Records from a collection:
===

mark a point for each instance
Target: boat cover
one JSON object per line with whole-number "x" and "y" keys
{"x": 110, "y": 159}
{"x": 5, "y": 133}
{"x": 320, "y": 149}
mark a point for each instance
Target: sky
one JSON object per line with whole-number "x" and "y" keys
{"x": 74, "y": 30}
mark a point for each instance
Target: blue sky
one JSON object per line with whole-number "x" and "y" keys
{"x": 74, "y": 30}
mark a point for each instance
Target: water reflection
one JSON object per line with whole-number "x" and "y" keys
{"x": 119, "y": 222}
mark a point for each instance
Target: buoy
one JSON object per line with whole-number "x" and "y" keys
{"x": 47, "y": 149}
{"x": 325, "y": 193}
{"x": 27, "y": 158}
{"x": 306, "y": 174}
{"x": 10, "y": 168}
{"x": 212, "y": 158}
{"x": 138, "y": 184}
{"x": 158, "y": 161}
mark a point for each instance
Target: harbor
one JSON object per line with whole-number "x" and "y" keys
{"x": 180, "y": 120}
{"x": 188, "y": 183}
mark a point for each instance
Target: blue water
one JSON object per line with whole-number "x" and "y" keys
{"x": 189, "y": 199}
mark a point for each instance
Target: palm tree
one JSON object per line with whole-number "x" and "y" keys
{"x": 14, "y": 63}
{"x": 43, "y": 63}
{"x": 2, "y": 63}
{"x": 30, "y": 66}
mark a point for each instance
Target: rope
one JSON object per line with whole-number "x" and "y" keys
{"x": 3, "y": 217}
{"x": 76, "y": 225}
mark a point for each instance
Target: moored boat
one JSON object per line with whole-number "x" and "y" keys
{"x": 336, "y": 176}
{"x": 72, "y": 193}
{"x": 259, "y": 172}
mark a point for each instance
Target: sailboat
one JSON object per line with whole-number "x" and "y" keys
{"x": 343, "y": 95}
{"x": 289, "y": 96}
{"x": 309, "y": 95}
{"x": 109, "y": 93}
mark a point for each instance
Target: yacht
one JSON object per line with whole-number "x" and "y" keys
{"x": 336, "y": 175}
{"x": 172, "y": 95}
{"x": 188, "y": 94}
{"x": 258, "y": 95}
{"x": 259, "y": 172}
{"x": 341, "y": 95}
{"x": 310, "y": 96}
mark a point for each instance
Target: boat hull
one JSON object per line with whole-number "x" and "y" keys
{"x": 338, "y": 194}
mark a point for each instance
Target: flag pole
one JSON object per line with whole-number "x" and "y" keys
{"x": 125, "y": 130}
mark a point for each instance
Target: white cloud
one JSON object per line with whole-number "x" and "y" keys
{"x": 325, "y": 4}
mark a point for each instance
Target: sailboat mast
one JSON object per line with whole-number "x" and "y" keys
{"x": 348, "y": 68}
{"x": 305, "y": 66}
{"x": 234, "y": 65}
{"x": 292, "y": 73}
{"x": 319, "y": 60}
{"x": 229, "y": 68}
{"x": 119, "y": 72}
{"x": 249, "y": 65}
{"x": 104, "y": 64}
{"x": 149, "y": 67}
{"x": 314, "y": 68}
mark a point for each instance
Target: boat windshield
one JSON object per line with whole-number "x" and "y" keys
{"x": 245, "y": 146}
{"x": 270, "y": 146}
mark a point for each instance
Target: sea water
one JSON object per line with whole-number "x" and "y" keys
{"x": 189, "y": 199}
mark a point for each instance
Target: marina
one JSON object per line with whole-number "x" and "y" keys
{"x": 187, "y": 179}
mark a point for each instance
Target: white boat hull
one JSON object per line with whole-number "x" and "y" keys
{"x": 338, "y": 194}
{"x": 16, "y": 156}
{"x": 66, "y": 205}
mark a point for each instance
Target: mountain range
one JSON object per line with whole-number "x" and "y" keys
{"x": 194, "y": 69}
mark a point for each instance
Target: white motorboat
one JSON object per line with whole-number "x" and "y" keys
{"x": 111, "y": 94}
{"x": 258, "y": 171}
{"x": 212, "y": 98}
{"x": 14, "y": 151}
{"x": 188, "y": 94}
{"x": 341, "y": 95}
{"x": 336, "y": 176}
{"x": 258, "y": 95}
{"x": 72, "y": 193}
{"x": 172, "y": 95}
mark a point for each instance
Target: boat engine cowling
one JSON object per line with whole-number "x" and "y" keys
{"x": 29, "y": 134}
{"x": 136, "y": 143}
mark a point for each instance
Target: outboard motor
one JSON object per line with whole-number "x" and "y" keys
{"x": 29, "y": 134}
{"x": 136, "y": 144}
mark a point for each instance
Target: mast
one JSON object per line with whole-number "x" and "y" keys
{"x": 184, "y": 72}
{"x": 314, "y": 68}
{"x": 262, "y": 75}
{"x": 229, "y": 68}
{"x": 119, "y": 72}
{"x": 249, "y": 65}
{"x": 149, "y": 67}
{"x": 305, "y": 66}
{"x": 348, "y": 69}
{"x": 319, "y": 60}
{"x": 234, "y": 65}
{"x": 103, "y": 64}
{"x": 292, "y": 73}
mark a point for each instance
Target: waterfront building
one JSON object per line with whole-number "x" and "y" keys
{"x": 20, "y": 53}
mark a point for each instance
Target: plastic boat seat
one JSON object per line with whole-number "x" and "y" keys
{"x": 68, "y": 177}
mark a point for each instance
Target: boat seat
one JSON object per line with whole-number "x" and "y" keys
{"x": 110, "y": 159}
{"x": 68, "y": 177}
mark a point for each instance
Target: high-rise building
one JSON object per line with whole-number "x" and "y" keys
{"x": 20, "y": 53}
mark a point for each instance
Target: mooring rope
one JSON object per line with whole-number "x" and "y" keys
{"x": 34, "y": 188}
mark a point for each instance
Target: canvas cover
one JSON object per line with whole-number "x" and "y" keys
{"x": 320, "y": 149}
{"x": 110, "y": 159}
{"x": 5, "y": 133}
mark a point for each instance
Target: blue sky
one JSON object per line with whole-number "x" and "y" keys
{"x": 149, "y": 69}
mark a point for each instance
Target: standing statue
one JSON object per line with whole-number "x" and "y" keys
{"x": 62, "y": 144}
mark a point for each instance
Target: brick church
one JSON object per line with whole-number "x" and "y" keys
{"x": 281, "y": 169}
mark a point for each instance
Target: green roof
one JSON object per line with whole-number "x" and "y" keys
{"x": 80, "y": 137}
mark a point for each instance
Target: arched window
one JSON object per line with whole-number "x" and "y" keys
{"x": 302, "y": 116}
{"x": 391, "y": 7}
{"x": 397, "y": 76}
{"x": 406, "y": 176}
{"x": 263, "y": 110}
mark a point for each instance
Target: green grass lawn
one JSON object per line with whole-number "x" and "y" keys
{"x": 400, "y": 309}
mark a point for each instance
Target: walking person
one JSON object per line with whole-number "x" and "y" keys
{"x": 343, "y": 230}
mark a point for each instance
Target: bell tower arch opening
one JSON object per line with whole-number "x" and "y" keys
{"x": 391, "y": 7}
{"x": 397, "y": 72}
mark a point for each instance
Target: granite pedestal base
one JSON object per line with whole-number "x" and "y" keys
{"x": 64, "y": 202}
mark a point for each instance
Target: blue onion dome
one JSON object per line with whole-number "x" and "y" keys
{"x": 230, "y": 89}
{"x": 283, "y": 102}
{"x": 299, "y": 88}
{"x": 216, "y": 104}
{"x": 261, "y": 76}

===

Task directions: Make an exact copy of every entry.

Exercise answer:
mark a point for each instance
Target: boat cover
one JSON object per line with whole-number "x" and "y" keys
{"x": 110, "y": 159}
{"x": 5, "y": 133}
{"x": 320, "y": 149}
mark a point for each instance
Target: sky
one JSON object per line with whole-number "x" and "y" keys
{"x": 74, "y": 30}
mark a point for each instance
Target: blue sky
one JSON object per line with whole-number "x" and "y" keys
{"x": 74, "y": 30}
mark a point for each instance
Target: water reflection
one JSON object per line with whole-number "x" and "y" keys
{"x": 119, "y": 222}
mark a point for each instance
Target: buoy
one JSON object per line with whole-number "x" and "y" keys
{"x": 47, "y": 149}
{"x": 325, "y": 193}
{"x": 27, "y": 158}
{"x": 306, "y": 174}
{"x": 10, "y": 168}
{"x": 212, "y": 158}
{"x": 138, "y": 184}
{"x": 158, "y": 161}
mark a point for each instance
Target: harbor
one JSON object per line with whole-number "x" and "y" keys
{"x": 180, "y": 120}
{"x": 188, "y": 183}
mark a point for each instance
Target: blue water
one JSON object per line with whole-number "x" and "y" keys
{"x": 189, "y": 199}
mark a point for each instance
Target: palm tree
one JSON object per line with whole-number "x" and "y" keys
{"x": 14, "y": 63}
{"x": 43, "y": 63}
{"x": 2, "y": 63}
{"x": 30, "y": 66}
mark a point for each instance
Target: rope
one JSON object per line with whole-number "x" and "y" keys
{"x": 3, "y": 217}
{"x": 76, "y": 225}
mark a point for each instance
Target: moored boat
one JSON object per line with whole-number "x" and "y" keys
{"x": 336, "y": 176}
{"x": 72, "y": 193}
{"x": 259, "y": 172}
mark a point for each instance
Target: sailboat
one JSON object per line with whole-number "x" and "y" keys
{"x": 343, "y": 95}
{"x": 289, "y": 96}
{"x": 309, "y": 95}
{"x": 109, "y": 93}
mark a point for each instance
Target: yacht
one JSON object per line with whole-number "x" and "y" keys
{"x": 336, "y": 175}
{"x": 172, "y": 95}
{"x": 188, "y": 94}
{"x": 258, "y": 95}
{"x": 259, "y": 172}
{"x": 341, "y": 95}
{"x": 310, "y": 96}
mark a point for each instance
Target: boat hull
one JSON object per line with whole-number "x" and "y" keys
{"x": 338, "y": 194}
mark a point for each instance
Target: flag pole
one JSON object per line with whole-number "x" and "y" keys
{"x": 125, "y": 130}
mark a point for each instance
Target: white cloud
one JSON object per line with whole-number "x" and "y" keys
{"x": 325, "y": 4}
mark a point for each instance
Target: sailboat mast
one JSON object per line with whole-number "x" and "y" keys
{"x": 348, "y": 68}
{"x": 305, "y": 66}
{"x": 234, "y": 65}
{"x": 292, "y": 73}
{"x": 319, "y": 60}
{"x": 229, "y": 68}
{"x": 119, "y": 72}
{"x": 249, "y": 65}
{"x": 104, "y": 64}
{"x": 149, "y": 67}
{"x": 314, "y": 68}
mark a point for each instance
Target: boat windshield
one JSON object per line with whole-number "x" and "y" keys
{"x": 245, "y": 146}
{"x": 270, "y": 146}
mark a point for each instance
Target: sea water
one JSON object per line with whole-number "x" and "y" keys
{"x": 189, "y": 199}
mark a point for each instance
Target: marina
one JSON object per line with whole-number "x" and "y" keys
{"x": 187, "y": 179}
mark a point for each instance
Target: white boat hull
one JSON object per line with whole-number "x" and "y" keys
{"x": 338, "y": 194}
{"x": 16, "y": 156}
{"x": 66, "y": 205}
mark a point for each instance
Target: mountain range
one JSON object per line with whole-number "x" and "y" keys
{"x": 194, "y": 69}
mark a point for each instance
Target: white motorboat
one JSON object per line with whole-number "x" and "y" keys
{"x": 111, "y": 94}
{"x": 258, "y": 171}
{"x": 212, "y": 98}
{"x": 14, "y": 151}
{"x": 188, "y": 94}
{"x": 341, "y": 95}
{"x": 336, "y": 176}
{"x": 258, "y": 95}
{"x": 72, "y": 193}
{"x": 172, "y": 95}
mark a point for each instance
Target: boat engine cowling
one JSON object per line with whole-number "x" and "y" keys
{"x": 29, "y": 134}
{"x": 136, "y": 143}
mark a point for each instance
Target: outboard motor
one JSON object per line with whole-number "x" and "y" keys
{"x": 29, "y": 134}
{"x": 136, "y": 144}
mark a point for each instance
Target: mast
one JSON object per line with whole-number "x" and "y" keys
{"x": 184, "y": 72}
{"x": 314, "y": 68}
{"x": 262, "y": 75}
{"x": 229, "y": 68}
{"x": 119, "y": 72}
{"x": 249, "y": 65}
{"x": 149, "y": 67}
{"x": 305, "y": 66}
{"x": 348, "y": 69}
{"x": 319, "y": 60}
{"x": 234, "y": 65}
{"x": 103, "y": 64}
{"x": 292, "y": 73}
mark a point for each instance
Target: waterfront building
one JSON object per line with whole-number "x" and "y" keys
{"x": 20, "y": 53}
mark a point for each instance
Target: plastic boat seat
one JSON object per line with whole-number "x" and "y" keys
{"x": 68, "y": 177}
mark a point for each instance
Target: boat seat
one JSON object per line with whole-number "x" and "y" keys
{"x": 110, "y": 159}
{"x": 68, "y": 177}
mark a point for each instance
Target: high-rise building
one JSON object per line with whole-number "x" and "y" keys
{"x": 20, "y": 53}
mark a point for each instance
Target: mooring rope
one JSON object per line with whole-number "x" and "y" keys
{"x": 34, "y": 188}
mark a point for each instance
Target: canvas cover
one JSON object per line with whole-number "x" and "y" keys
{"x": 320, "y": 149}
{"x": 110, "y": 159}
{"x": 5, "y": 133}
mark a point for each instance
Target: blue sky
one JSON object per line with whole-number "x" and "y" keys
{"x": 149, "y": 69}
mark a point for each instance
Target: standing statue
one JSON object per line with whole-number "x" and "y" keys
{"x": 62, "y": 144}
mark a point for each instance
Target: brick church
one JSON object per line with whole-number "x" and "y" keys
{"x": 281, "y": 169}
mark a point for each instance
Target: green roof
one JSON object per line with whole-number "x" and "y" keys
{"x": 80, "y": 137}
mark a point for each instance
Target: arched window
one JSON object per line with whole-number "x" and "y" keys
{"x": 302, "y": 116}
{"x": 391, "y": 7}
{"x": 397, "y": 76}
{"x": 406, "y": 176}
{"x": 263, "y": 110}
mark a point for each instance
Target: green grass lawn
one JSON object per line with whole-number "x" and "y" keys
{"x": 400, "y": 309}
mark a point for each instance
Target: walking person
one JSON object per line with whole-number "x" and "y" keys
{"x": 343, "y": 230}
mark a point for each instance
Target: bell tower arch opening
one JSON object per line with whole-number "x" and "y" keys
{"x": 391, "y": 7}
{"x": 397, "y": 72}
mark a point for each instance
Target: granite pedestal base
one JSON object per line with whole-number "x" and "y" keys
{"x": 64, "y": 202}
mark a point for each instance
Target: blue onion dome
one JSON object per line with whole-number "x" and "y" keys
{"x": 230, "y": 89}
{"x": 283, "y": 102}
{"x": 299, "y": 88}
{"x": 216, "y": 104}
{"x": 261, "y": 76}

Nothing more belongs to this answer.